> _O seu objetivo_:
Escreva a continuação da notícia sobre Joana e a gestação de substituição, começando logo após a última frase apresentada.

Joana disse à irmã que vai carregar-lhe o filho: “Tens de começar a preparar-te”
Esta noite, Joana, o namorado, a irmã e mãe vão todos jantar juntos para festejar. Joana vai poder ser mãe.
“Consegui. Agora tens de te começar a preparar”. “Eu já estou preparada há muito tempo”. Foi assim o diálogo telefónico entre as duas irmãs, Joana Freire, que não tem útero, e a irmã Catarina que vai carregar-lhe o filho quando a gestação de substituição passar a ser possível em Portugal, depois de ter sido aprovada esta sexta-feira no Parlamento.
Aos 17 anos ainda não tinha menstruação mas isso nunca a tinha preocupado muito, à irmã mais velha também tudo tinha acontecido tarde e ela não tinha nenhum problema de saúde. Mas foi esse o primeiro sinal, aquele que a levou ao médico, que lhe disse que tinha nascido sem útero e que nunca poderia vir a engravidar. O diagnóstico veio sob a forma de “um palavrão”: síndrome de Mayer-Rokitansky-Kuster-Hause (MRKH).
Aos 27 anos, com o actual namorado, começaram a pensar nesta solução alternativa que ainda só era possível no estrangeiro, a gestação de substituição. A irmã, de 32 anos, que na altura ainda não era mãe mas agora já tem um filho, sempre se prontificou a ser “a gestante” de um filho de Joana com o companheiro.

> _Excertos dos registos_:
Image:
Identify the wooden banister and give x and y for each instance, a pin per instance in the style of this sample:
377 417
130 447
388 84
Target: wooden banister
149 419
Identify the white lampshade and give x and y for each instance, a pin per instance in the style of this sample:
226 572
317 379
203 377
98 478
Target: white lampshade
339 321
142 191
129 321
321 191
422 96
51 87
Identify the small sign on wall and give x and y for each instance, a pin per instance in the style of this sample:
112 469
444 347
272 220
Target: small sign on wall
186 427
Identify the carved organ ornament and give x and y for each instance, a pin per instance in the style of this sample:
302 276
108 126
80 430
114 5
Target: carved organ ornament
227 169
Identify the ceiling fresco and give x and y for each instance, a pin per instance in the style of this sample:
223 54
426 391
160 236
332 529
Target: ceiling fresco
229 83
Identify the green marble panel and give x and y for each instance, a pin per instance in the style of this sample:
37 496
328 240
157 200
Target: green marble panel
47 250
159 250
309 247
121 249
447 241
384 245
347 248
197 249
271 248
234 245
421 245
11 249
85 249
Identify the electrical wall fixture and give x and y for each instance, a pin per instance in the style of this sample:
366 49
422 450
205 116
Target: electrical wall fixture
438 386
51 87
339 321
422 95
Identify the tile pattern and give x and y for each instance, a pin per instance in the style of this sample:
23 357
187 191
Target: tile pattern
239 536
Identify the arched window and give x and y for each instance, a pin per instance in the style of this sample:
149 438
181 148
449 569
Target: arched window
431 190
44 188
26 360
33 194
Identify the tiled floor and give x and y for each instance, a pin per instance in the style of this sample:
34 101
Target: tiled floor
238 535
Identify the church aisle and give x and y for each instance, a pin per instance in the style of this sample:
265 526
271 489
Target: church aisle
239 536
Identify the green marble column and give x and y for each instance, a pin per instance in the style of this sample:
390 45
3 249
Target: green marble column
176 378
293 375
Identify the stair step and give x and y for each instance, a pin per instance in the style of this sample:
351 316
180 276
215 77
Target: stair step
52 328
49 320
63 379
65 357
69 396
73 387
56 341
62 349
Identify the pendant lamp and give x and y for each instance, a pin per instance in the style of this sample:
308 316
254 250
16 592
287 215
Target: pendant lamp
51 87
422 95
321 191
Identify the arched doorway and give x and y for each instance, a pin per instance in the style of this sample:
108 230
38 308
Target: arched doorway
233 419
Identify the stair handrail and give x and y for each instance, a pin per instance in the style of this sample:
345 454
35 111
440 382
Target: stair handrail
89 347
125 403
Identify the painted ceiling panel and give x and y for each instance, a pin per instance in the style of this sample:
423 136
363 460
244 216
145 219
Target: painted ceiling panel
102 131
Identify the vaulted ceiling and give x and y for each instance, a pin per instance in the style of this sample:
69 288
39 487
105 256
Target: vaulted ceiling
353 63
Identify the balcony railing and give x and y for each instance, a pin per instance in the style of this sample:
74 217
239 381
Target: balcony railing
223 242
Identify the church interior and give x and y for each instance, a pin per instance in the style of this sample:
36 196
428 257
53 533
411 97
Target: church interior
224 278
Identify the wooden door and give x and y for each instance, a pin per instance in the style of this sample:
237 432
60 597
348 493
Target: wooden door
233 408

> _Resposta ao problema_:
Quando começou a falar à comunicação social sobre o seu caso e a necessidade de a gestação de substituição ser legalizada, Joana falava sob anonimato. A prática é proibida pela anterior lei de procriação medicamente assistida e podia ser sancionada com uma pena que pode ir até aos dois anos de prisão. A nova legislação, que agora tem de ser regulamentada, passa a permitir a prática apenas a mulheres sem útero ou que sofram de alguma lesão ou doença neste órgão que não lhes permita concretizar uma gravidez e não pode envolver qualquer tipo de pagamento.
Foi ainda em Janeiro de 2012 que entraram no Parlamento dois projectos de lei, um do PS, outro do PSD, que pretendiam legalizar a gestação de substituição. É definida como qualquer situação em que uma mulher se disponha a suportar uma gravidez por conta de outrém e a entregar a criança após o parto, renunciando aos seus direitos de mãe.
Joana Freire, que tem 29 anos e trabalha em marketing, não se limitou a assistir ao longo processo legislativo de fora. Ela e uma amiga com o mesmo problema — não têm útero mas têm ovários e óvulos e por isso podem ter filhos biológicos, desde que seja outra mulher a passar pela gravidez — escreveram a deputados e a líderes parlamentares. “Escrevo-lhe em meu nome e em nome de todas as mulheres portadoras da síndrome de MRKH, uma anomalia congénita que se caracteriza pela ausência ou má formação do útero, condição que afecta uma em cada 4500 mulheres. Esta síndrome para nós significa ‘extorsão’ de um sonho. O de sermos mães.”
Desde há pelo menos dois anos que a legislação teve várias datas previstas de aprovação que vão sendo adiadas. Na carta dirigida aos deputados, Joana e a amiga, que chegaram a ser recebidas no Parlamento, escreveram também: “Reconhecemos a complexidade de legislar sobre a matéria, mas a nós compete-nos dar voz a situações reais, de jovens casais que têm a legítima expectativa de lhes ser reconhecido o direito às possibilidades que a ciência e a medicina dispõem para tratamento desta situação particular de infertilidade.”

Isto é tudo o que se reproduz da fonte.